**Set task:**
Copy the material below line for line, without changing anything. Leave the pictures out of your copy.

[Part of a data file]
• • • • •
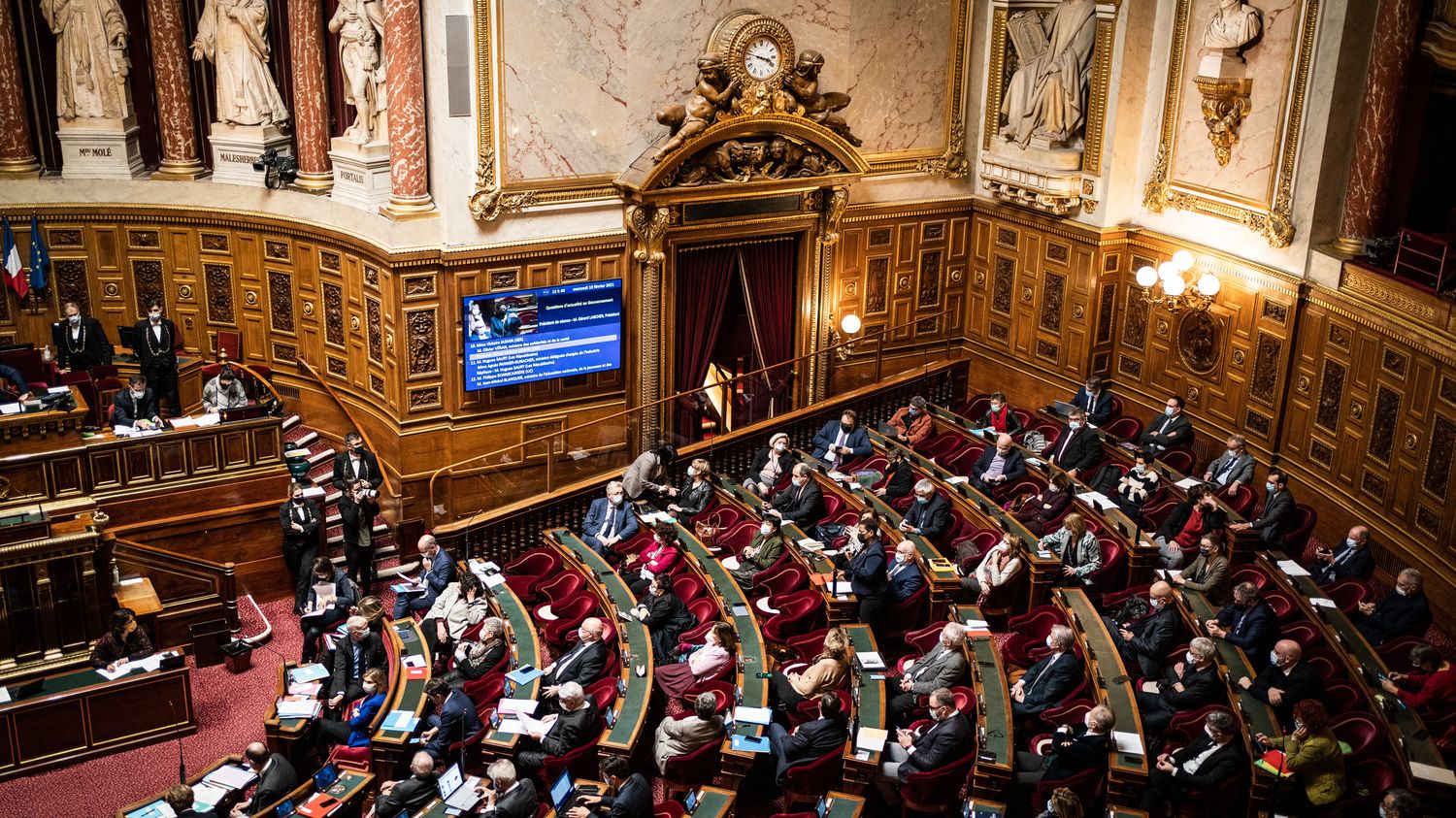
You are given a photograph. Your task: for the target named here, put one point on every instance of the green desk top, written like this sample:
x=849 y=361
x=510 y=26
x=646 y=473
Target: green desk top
• • • • •
**Solution to the problem:**
You are given a photograph. Your task: for the target named here, put one point on every instance of the green desk top, written like this sample:
x=849 y=361
x=510 y=26
x=646 y=473
Target: green desk top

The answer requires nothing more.